GIVEN TEXT
====
A second edition (2010) is now available from CreateSpace eStore and Amazon.com.

The 2nd edition is also available in e-book format from Kindle (Kindle format) and Lulu (epub format).

To find out more about FBP, click on FBP.                               

For definitions of FBP terms, see Glossary.                                                                                       

The reader will note similarities between this chapter and Object-Oriented (OO) concepts.  Much of the following is perhaps obsoleted by OO, plus it is not really central to the idea of Flow-Based Programming,  but the reader may wish to read it for historical reasons, or to think about directions in which OO could be extended.  Since FBP is so heavily data-oriented, it makes sense to try to manage data as intelligently as possible. 

In a recent e-business application built around 2000 and 2001 using the Java implementation of FBP (now called JavaFBP), we also built a number of business objects, which are described in Business Data Types.  It is to be hoped that, when building business applications in OO, programmers do not persist in using int or float for currency values!

Material from book starts here:

Up to now, you have probably noticed that we have been assuming that all components "know" the layouts of the IPs they handle. The layouts of all IP types that a component can handle and the IP types that it can generate become part of the specification of that component, just as much as the overall function is. If you feed something raw material it can't digest, you are bound to have problems, just as in the real world!

In conventional programs, you usually use the same layout for a structure or file record in all the subroutines of a program - in FBP actually only each pair of neighbouring processes has to agree on the layout. This means that a process can receive data in one format and send it on in a different format. If two neighbouring processes (perhaps written by different suppliers) are using different layouts, all you have to do is add a transform process in between.

Now suppose you at first wanted to have two neighbouring processes communicate by means of 20-element arrays. You then decide this is too restrictive, so you stay with the arrays, but allow them to communicate the size of the arrays at run-time. This is a type of "metadata", data about data, and can be as much or as little as the two processes involved want. For instance, their agreement might specify that the array size is to be positioned as a separate field (it could even be a separate IP) ahead of the array.

Now most higher level languages don't support metadata very well, so you are dependent on having the data formats imbedded in a program. Also, it is easy for old data to get out of step with the programs that describe them. There is a perhaps apocryphal story that somebody discovered a few decades ago that the majority of the tapes in the US Navy's tape library were illegible. It wasn't that the tapes had I/O errors - they were in perfect shape physically - but the problem was that the layouts of the tape records were hard-coded within code, and nobody knew which programs or copy code described which tapes! I'm sure that such a problem, if it ever existed, will have been remedied long ago! [tongue firmly planted in cheek!]

In DFDM we extended the idea of metadata by providing run-time descriptions which could be attached to IPs passing across a connection. DFDM allowed the creator of an IP to attach a separately compiled descriptor to the IP, which was used by special DFDM services which allowed fields to be accessed by name. Whenever an IP was created, the "allocate" function could optionally specify a descriptor which was to be permanently associated with that IP. All the IPs of the same type would share the same descriptor [shades of OO].
====
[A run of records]

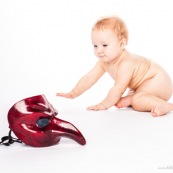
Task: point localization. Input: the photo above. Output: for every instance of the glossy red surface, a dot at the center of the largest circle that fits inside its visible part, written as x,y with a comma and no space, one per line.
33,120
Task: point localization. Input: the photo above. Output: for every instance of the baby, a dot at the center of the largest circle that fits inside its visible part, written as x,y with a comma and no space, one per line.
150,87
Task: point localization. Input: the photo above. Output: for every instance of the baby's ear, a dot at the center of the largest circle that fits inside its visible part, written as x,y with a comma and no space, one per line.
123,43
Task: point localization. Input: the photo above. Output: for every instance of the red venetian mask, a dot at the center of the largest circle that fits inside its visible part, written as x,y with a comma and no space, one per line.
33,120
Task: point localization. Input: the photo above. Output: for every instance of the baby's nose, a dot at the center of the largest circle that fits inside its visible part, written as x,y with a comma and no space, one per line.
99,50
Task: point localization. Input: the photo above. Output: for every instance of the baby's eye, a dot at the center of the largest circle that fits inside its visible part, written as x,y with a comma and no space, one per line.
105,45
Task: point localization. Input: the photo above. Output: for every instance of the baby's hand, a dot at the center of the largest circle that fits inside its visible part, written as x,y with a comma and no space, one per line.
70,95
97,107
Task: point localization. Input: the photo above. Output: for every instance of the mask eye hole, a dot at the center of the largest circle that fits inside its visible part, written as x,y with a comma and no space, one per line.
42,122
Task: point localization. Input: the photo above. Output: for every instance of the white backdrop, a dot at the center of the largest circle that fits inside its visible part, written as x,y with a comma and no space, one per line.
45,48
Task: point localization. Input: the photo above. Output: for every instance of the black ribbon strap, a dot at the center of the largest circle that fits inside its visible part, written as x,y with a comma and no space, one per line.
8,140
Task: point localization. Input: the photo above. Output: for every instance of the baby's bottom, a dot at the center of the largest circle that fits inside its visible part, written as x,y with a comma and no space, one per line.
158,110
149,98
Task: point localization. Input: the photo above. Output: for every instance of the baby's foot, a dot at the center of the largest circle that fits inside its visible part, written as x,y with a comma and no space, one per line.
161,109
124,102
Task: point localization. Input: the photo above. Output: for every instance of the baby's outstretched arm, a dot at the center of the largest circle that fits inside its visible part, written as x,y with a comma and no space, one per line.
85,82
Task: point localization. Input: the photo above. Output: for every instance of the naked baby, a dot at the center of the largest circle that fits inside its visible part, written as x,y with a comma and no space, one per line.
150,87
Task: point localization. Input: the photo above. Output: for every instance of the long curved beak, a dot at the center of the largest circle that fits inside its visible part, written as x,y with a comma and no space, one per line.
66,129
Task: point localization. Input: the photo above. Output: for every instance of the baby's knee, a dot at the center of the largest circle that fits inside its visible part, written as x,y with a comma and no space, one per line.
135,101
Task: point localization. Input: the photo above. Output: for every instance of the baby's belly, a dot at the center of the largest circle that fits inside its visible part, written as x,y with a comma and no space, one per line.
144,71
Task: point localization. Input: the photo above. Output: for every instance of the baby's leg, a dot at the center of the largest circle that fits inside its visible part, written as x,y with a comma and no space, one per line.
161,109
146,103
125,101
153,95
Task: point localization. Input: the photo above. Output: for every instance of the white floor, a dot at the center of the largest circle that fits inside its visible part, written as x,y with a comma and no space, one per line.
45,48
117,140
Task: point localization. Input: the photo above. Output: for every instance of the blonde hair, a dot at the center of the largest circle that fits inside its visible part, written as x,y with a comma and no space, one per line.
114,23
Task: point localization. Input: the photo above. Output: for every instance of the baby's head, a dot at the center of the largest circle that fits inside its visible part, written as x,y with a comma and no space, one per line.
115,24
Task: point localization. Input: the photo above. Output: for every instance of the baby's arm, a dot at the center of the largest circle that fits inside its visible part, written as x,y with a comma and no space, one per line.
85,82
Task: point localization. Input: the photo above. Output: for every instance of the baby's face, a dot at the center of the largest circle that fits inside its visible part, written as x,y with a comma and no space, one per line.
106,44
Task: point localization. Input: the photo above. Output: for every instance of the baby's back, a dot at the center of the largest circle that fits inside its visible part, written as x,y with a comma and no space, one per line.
====
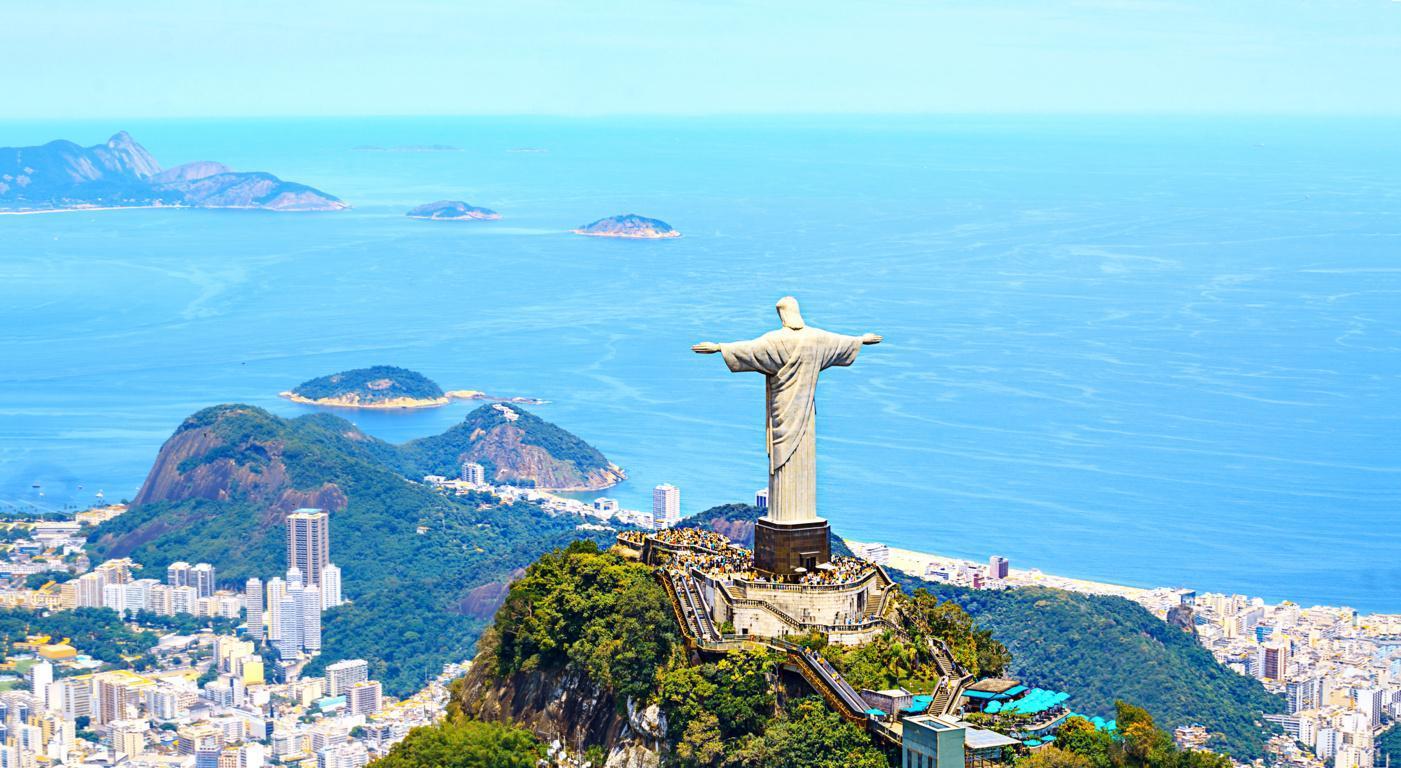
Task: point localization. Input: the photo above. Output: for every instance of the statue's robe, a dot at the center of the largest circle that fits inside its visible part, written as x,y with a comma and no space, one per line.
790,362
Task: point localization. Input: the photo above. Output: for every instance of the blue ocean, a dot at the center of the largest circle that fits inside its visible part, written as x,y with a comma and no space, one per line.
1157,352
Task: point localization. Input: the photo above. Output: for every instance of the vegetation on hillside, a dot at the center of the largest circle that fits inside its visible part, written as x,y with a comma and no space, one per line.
====
OBJECTIVE
Rewrite the part of the Flow-Based Programming text starting with "A second edition" and going on through "intelligently as possible.", putting "electronic book" in place of "e-book".

WRITTEN REPLY
A second edition (2010) is now available from CreateSpace eStore and Amazon.com.

The 2nd edition is also available in electronic book format from Kindle (Kindle format) and Lulu (epub format).

To find out more about FBP, click on FBP.                               

For definitions of FBP terms, see Glossary.                                                                                       

The reader will note similarities between this chapter and Object-Oriented (OO) concepts.  Much of the following is perhaps obsoleted by OO, plus it is not really central to the idea of Flow-Based Programming,  but the reader may wish to read it for historical reasons, or to think about directions in which OO could be extended.  Since FBP is so heavily data-oriented, it makes sense to try to manage data as intelligently as possible.